-- Start Supplied information --
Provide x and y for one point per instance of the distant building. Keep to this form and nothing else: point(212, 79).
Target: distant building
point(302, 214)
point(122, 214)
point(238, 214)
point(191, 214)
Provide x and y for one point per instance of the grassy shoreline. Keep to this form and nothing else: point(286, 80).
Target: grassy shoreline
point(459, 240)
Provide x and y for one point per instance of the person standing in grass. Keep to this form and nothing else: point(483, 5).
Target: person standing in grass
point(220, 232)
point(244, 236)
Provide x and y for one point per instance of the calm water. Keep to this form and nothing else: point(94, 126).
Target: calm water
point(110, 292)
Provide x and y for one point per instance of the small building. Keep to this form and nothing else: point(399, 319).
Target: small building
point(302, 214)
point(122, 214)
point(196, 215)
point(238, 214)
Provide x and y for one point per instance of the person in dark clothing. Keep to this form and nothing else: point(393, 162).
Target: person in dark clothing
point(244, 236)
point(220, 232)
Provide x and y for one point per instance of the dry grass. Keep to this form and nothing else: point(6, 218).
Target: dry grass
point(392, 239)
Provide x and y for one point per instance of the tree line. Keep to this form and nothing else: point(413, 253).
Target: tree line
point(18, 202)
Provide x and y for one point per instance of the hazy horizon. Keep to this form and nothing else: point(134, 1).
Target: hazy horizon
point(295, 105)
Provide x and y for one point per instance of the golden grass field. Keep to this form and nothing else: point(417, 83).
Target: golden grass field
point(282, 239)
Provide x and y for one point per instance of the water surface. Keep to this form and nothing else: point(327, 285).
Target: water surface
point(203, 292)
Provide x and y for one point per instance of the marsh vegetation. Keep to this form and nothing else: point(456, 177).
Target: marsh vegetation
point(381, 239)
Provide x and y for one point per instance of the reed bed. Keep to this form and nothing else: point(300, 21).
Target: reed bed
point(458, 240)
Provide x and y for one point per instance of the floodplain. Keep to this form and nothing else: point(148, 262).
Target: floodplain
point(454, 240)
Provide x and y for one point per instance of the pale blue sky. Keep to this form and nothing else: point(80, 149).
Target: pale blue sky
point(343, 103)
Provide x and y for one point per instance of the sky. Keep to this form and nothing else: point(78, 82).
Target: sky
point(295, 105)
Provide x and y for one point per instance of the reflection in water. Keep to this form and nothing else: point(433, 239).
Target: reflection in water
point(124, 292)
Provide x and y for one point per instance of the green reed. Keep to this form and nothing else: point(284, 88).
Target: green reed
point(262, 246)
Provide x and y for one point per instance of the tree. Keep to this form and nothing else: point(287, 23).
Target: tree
-- End Supplied information --
## Your task
Switch "calm water" to "still water" everywhere it occurs in the entries above, and write out all the entries again with nothing else altered.

## The output
Provide x and y for one point per instance of the distant building. Keep to this form and nothing else: point(212, 79).
Target: distant building
point(302, 214)
point(122, 214)
point(238, 214)
point(191, 214)
Provide x and y for one point per instance of the grassy shoreline. Keep to this form and nothing else: point(286, 80).
Target: grassy shoreline
point(459, 240)
Provide x and y for one point per instance of the person standing in grass. Keep to this form and nothing else: point(483, 5).
Target: person standing in grass
point(220, 232)
point(244, 236)
Provide x and y for one point per instance of the still water. Keep to this form and nothing else: point(94, 126).
Target: still water
point(110, 292)
Provide x and y for one point per instance of the small building. Keep to this form and nothing else: point(399, 319).
Target: small building
point(302, 214)
point(122, 214)
point(196, 215)
point(238, 214)
Provide x and y for one point per instance of the person in dark clothing. Keep to this form and nothing else: point(393, 162).
Target: person in dark clothing
point(244, 236)
point(220, 232)
Provide x and y for one point per instance of the dry grass. Keep to this form and nothing else: point(6, 218).
Target: dry grass
point(392, 239)
Provide x and y for one point per instance of the tree line. Keep to this form and nothing else: point(413, 253).
Target: tree line
point(18, 202)
Provide x and y for one point per instance of the hazy horizon. Keep to this form and nothing else: point(134, 1).
Target: hazy horizon
point(295, 105)
Provide x and y for one point per instance of the golden grass field. Keep to this form and nothing else: point(417, 83).
Target: golden grass field
point(282, 239)
Provide x and y for one point per instance of the water surface. Keep to this form and nothing else: point(327, 285).
Target: water surface
point(203, 292)
Provide x and y for one point per instance of the marsh vegetation. Keep to this form and nothing else: point(456, 177).
Target: marsh vegetation
point(381, 239)
Provide x and y for one point per instance of the reed bed. Keep to this form and nothing else: point(300, 21).
Target: reed bed
point(458, 240)
Provide x and y for one point per instance of the floodplain. Keep to this form and nothing else: point(148, 262).
Target: floodplain
point(454, 240)
Provide x and y for one point per instance of the pale blue sky. Keep to this form and nothing else: point(80, 149).
Target: pale blue sky
point(343, 103)
Provide x and y for one point per instance of the sky. Keep to this form and nothing else: point(78, 82).
Target: sky
point(295, 105)
Provide x and y for one point per instance of the reflection in water. Keep to this form and nothing else: point(433, 239).
Target: reflection in water
point(124, 292)
Provide x and y for one point per instance of the green reed. Keep to this form and nothing else: point(284, 88).
Target: green reed
point(262, 246)
Provide x and y for one point per instance of the tree. Keep to this form and nothing else: point(287, 23).
Target: tree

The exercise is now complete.